>> Begin Dataset extract

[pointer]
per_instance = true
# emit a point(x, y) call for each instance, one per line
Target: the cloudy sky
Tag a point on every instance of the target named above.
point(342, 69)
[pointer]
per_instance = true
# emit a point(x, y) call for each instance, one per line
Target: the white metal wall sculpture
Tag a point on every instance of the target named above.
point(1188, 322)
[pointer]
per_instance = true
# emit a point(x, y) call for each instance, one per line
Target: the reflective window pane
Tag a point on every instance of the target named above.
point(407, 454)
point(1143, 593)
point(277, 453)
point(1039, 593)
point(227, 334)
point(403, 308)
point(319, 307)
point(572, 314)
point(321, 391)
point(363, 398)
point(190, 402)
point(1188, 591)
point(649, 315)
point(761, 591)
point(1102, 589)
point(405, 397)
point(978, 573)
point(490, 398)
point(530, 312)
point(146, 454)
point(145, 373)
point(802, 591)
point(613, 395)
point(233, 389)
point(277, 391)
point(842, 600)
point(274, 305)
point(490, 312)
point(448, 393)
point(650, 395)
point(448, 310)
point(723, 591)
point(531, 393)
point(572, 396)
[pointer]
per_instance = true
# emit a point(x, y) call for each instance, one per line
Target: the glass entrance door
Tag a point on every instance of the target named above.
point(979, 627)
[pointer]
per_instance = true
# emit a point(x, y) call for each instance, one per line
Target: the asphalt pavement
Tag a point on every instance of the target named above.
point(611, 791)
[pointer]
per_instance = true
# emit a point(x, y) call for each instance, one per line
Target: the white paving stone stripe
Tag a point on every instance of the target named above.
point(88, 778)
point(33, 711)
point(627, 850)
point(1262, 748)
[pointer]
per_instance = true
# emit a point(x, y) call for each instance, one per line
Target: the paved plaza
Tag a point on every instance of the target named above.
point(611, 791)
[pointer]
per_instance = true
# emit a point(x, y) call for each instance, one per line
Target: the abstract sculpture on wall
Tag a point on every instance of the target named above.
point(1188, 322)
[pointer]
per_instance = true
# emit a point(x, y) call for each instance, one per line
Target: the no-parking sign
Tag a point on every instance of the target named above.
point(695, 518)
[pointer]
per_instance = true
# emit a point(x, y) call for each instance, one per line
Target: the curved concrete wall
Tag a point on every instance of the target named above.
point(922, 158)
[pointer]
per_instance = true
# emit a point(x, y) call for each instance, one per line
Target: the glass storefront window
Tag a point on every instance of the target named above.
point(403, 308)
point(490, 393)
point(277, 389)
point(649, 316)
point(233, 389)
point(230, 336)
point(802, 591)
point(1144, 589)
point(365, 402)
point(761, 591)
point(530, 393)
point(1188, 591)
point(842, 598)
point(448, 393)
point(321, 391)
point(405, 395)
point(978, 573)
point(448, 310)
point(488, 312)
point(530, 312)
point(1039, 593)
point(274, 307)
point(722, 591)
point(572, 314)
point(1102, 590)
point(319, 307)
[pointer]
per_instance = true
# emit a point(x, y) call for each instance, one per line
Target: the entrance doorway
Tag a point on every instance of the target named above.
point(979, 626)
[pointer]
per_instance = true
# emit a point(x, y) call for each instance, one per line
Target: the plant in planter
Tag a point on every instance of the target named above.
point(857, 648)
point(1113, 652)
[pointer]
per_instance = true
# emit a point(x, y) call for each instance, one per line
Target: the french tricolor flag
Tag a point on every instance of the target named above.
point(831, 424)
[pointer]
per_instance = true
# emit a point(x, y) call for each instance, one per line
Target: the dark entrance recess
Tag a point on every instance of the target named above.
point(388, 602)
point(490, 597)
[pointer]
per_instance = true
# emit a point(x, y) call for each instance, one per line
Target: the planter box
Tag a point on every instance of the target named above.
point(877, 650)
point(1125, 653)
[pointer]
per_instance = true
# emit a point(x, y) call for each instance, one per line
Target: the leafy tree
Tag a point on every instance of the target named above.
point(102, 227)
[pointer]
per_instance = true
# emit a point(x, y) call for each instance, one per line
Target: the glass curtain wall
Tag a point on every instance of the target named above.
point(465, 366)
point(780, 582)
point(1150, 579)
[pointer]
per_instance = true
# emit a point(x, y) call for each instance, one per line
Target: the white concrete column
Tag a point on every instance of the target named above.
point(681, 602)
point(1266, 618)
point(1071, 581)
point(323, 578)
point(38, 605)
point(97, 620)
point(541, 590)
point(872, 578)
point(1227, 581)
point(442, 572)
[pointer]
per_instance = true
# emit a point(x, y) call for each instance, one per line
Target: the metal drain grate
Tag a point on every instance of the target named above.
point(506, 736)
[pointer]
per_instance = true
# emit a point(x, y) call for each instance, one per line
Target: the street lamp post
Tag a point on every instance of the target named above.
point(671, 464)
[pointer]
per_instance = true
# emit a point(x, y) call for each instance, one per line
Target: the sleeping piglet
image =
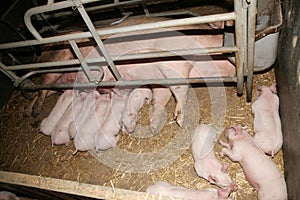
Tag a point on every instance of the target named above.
point(60, 134)
point(107, 137)
point(261, 171)
point(62, 104)
point(206, 164)
point(134, 103)
point(163, 188)
point(267, 124)
point(84, 137)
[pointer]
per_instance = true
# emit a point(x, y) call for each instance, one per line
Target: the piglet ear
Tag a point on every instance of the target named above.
point(273, 88)
point(96, 95)
point(224, 167)
point(212, 179)
point(132, 116)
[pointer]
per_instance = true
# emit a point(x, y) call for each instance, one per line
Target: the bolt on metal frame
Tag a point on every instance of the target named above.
point(244, 15)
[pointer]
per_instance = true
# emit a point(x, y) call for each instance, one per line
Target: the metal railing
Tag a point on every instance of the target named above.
point(243, 15)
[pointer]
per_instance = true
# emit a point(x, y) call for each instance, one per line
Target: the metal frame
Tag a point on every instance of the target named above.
point(243, 15)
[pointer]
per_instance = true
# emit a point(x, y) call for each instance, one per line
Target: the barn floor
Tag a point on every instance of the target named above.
point(140, 159)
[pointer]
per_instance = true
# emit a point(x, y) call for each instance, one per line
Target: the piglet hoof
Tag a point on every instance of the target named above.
point(179, 120)
point(158, 118)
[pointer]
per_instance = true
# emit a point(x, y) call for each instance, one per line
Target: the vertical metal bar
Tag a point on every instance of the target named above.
point(84, 65)
point(238, 9)
point(8, 73)
point(250, 47)
point(97, 39)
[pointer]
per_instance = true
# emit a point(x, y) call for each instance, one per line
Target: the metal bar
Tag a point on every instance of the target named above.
point(8, 73)
point(106, 6)
point(250, 47)
point(99, 42)
point(71, 69)
point(147, 26)
point(85, 67)
point(41, 9)
point(125, 83)
point(238, 9)
point(158, 54)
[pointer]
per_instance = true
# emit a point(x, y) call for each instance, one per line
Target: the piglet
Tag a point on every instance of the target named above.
point(60, 135)
point(108, 137)
point(261, 171)
point(92, 124)
point(206, 164)
point(4, 195)
point(267, 124)
point(163, 188)
point(62, 104)
point(82, 113)
point(134, 103)
point(84, 138)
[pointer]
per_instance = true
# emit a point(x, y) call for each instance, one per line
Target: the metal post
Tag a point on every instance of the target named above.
point(84, 65)
point(239, 32)
point(250, 47)
point(96, 37)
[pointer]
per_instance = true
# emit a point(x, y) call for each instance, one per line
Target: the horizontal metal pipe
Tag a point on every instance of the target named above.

>> End Dataset extract

> Given instruction
Report how many lines of the listing contain the string "sculpture", with case counting. Give only the number.

> Result
2